Please find each line in the material below that contains the string "black" and copy it out. Matching is case-sensitive.

[Excerpts from a location annotation dataset]
+++

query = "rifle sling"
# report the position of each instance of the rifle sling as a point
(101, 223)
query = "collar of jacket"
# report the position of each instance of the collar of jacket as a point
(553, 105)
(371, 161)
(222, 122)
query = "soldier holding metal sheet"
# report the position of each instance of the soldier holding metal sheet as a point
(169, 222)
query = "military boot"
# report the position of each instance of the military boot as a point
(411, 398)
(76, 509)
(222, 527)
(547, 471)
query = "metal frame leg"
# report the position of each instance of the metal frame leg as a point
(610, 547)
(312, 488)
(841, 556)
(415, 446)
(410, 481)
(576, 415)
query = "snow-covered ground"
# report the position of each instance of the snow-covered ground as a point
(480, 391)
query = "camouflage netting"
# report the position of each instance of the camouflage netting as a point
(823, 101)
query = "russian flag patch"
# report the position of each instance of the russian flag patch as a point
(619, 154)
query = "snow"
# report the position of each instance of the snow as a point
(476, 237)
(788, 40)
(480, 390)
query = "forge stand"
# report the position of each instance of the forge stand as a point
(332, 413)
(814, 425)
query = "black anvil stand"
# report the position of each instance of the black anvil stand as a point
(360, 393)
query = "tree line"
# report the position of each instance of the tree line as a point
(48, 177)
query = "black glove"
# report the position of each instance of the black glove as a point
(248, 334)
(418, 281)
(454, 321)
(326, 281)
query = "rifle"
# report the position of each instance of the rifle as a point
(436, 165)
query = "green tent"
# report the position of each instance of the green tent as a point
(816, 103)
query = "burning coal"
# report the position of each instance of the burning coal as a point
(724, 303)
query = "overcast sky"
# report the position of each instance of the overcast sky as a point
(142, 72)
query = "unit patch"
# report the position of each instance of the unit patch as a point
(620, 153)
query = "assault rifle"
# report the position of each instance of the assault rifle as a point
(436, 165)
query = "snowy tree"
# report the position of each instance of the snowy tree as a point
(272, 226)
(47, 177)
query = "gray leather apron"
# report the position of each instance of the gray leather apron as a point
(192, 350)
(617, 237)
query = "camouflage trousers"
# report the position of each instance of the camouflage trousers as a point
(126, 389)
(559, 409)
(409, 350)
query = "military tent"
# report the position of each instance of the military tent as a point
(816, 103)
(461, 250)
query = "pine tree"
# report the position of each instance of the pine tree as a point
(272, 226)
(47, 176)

+++

_Solution below_
query = "black anvil stand"
# report the position of each instance of the black anvil stand as a point
query = "black glove"
# report the position of each instance of the black glove as a point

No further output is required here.